Задача 1:
Посчитайте, в скольких строках записей встречается слово «street». В ответе напишите только число.

Василий Киляков – Ищу следы невидимые (страница 24)
…Умер Глеб Горышин 10 апреля 1998 года. Точнее – не умер, ушёл от нас, «у́был», как случалось не раз ему убывать-уезжать надолго в странствия. Ушёл тихо Великим постом – и в день его смерти, в этот день, в разгар весны вдруг понесло таким буйным снегом по Москве, по Подмосковью лёгкими, белыми, необычайно крупными хлопьями. Снег шёл и шёл, когда мне позвонил из редакции «Литературной России» Илья Рябцев: «Умер, ушёл из жизни…» Снег в поздний апрель – редкость. Перемолвившись, всё ещё не доверяя горькому известию, я слушал гудки в трубке и всё никак не мог понять, смириться с таким сообщением. Впереди была Светлая седмица. Утешало ещё и то, что можно было помянуть его на Пасху, можно было перечитывать его вновь и вновь, и продолжать его дело.
…А снег шёл и шёл, устилал сад за окном и не успевал таять. Я взял в руки его книгу, которая так и называлась: «Возвращение снега». Снег вернулся в апреле. Было в этом нечто нереальное – такое неожиданное, но предусмотренное свыше совпадение, какая-то тайна: название его последней книги и – ошеломительная правда действительности. Он вернулся к нам вихрем снежных кружащихся хлопьев, которым не было конца…
Последние страницы его: «Картинки на бегу» – «Бежин луг» № 4 1997, «Подъём» № 5–6, отрывки из повести, публикации в «Нашем современнике»… И бесценный сборник последних стихов, особенно доро́гой для меня – как завещание, назидание другу: «Возвращение снега», издательство «Дума», стихи. Тираж 500 (!) экземпляров – как самиздат, унизительный для него, масштабного, знавшего тиражи своих книг и в полмиллиона экземпляров.
Он жил творчеством, вёл переписку до последнего дня. Сохранял верность литературе, дружбе.

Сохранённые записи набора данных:

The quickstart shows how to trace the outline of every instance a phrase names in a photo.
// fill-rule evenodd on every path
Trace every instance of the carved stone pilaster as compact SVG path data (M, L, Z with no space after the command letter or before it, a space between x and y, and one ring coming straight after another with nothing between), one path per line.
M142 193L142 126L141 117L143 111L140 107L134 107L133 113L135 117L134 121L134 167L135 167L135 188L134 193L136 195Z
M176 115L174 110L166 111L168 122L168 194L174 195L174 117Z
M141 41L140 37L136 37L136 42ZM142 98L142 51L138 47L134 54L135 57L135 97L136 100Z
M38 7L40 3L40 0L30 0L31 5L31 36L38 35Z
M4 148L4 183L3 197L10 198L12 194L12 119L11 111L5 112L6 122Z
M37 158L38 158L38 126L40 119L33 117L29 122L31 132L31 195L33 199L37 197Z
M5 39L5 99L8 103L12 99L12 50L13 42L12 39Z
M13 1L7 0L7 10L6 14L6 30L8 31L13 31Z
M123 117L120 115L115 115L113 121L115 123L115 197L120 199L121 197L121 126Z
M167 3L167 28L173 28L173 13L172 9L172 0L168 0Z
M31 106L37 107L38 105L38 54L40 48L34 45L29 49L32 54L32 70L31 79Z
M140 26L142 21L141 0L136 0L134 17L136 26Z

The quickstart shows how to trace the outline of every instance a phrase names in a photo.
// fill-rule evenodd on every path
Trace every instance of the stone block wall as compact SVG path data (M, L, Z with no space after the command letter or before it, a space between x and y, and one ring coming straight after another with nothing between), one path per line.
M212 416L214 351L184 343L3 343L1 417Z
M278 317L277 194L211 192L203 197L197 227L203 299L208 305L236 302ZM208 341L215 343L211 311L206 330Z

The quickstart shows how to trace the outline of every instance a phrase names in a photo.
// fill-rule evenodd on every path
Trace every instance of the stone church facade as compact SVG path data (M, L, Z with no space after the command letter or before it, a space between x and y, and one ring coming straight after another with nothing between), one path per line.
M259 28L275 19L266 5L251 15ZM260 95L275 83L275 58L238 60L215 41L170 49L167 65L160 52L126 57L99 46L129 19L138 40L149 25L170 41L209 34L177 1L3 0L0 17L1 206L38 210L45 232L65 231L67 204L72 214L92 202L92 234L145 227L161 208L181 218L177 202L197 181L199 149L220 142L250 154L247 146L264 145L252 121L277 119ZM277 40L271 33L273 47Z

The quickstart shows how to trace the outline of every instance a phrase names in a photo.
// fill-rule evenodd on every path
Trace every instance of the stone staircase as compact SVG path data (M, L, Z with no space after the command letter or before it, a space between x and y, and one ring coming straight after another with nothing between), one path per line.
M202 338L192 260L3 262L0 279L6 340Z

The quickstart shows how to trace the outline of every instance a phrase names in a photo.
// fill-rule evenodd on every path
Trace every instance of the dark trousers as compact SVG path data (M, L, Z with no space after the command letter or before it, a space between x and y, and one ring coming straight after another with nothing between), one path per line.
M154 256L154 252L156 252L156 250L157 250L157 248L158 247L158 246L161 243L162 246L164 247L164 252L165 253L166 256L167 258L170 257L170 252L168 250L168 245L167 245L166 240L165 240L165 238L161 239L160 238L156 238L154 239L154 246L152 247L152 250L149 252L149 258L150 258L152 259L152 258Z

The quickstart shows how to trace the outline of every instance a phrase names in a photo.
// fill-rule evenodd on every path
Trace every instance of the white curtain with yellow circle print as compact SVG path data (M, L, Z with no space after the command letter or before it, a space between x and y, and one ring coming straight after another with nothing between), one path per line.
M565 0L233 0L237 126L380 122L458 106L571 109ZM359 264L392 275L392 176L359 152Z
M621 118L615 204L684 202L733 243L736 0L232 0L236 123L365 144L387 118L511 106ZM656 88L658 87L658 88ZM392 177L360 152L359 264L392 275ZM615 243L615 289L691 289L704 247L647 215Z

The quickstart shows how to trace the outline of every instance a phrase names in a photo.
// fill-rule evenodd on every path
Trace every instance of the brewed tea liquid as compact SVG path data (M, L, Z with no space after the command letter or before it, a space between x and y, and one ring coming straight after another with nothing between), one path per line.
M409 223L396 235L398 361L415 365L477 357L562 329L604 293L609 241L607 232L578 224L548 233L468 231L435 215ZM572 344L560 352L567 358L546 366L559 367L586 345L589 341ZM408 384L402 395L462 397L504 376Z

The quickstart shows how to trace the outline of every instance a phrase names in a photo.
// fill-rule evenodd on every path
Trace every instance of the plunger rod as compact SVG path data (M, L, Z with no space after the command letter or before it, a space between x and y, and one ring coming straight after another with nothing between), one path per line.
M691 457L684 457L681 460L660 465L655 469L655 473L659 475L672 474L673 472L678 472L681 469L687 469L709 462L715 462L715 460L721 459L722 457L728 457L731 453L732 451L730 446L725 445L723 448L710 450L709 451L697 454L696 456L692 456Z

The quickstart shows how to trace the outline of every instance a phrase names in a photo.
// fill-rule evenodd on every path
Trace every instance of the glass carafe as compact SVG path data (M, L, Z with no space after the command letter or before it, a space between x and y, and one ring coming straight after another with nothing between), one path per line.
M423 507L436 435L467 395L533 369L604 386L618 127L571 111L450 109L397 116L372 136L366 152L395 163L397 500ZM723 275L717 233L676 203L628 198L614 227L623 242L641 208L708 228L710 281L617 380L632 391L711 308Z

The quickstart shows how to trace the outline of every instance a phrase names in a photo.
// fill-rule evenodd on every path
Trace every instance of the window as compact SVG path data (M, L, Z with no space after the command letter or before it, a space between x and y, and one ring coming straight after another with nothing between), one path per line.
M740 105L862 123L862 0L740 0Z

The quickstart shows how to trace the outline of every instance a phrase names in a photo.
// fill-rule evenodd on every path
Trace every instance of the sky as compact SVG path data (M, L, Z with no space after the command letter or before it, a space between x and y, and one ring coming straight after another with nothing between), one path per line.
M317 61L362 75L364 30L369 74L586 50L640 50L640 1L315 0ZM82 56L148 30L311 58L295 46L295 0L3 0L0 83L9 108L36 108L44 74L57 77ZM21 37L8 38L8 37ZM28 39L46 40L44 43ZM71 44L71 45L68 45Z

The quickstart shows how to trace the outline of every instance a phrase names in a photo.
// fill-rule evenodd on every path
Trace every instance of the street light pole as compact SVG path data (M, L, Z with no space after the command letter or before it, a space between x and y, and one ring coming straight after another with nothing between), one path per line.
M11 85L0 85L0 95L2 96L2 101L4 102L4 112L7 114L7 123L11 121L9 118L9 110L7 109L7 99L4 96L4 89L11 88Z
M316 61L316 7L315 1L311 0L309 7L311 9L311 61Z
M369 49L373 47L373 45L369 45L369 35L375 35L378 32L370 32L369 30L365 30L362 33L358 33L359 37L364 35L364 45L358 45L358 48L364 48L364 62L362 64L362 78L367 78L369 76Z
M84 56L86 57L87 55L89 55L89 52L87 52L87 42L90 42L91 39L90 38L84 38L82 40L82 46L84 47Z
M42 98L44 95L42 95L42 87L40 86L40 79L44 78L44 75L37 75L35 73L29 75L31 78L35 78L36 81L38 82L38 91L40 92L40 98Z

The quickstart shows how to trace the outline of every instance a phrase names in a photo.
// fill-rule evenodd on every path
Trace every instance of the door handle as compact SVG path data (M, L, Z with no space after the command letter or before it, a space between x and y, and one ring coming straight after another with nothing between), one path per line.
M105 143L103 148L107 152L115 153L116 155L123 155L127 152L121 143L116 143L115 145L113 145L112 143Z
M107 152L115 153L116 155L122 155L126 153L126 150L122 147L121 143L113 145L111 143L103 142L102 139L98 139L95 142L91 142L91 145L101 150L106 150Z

Задача 2:
Перепишите без изменений отрывок из текста о Глебе Горышине, который начинается со слов «Василий Киляков –» и заканчивается словами «продолжать его дело.».

Ответ 1:
1

Ответ 2:
Василий Киляков – Ищу следы невидимые (страница 24)
…Умер Глеб Горышин 10 апреля 1998 года. Точнее – не умер, ушёл от нас, «у́был», как случалось не раз ему убывать-уезжать надолго в странствия. Ушёл тихо Великим постом – и в день его смерти, в этот день, в разгар весны вдруг понесло таким буйным снегом по Москве, по Подмосковью лёгкими, белыми, необычайно крупными хлопьями. Снег шёл и шёл, когда мне позвонил из редакции «Литературной России» Илья Рябцев: «Умер, ушёл из жизни…» Снег в поздний апрель – редкость. Перемолвившись, всё ещё не доверяя горькому известию, я слушал гудки в трубке и всё никак не мог понять, смириться с таким сообщением. Впереди была Светлая седмица. Утешало ещё и то, что можно было помянуть его на Пасху, можно было перечитывать его вновь и вновь, и продолжать его дело.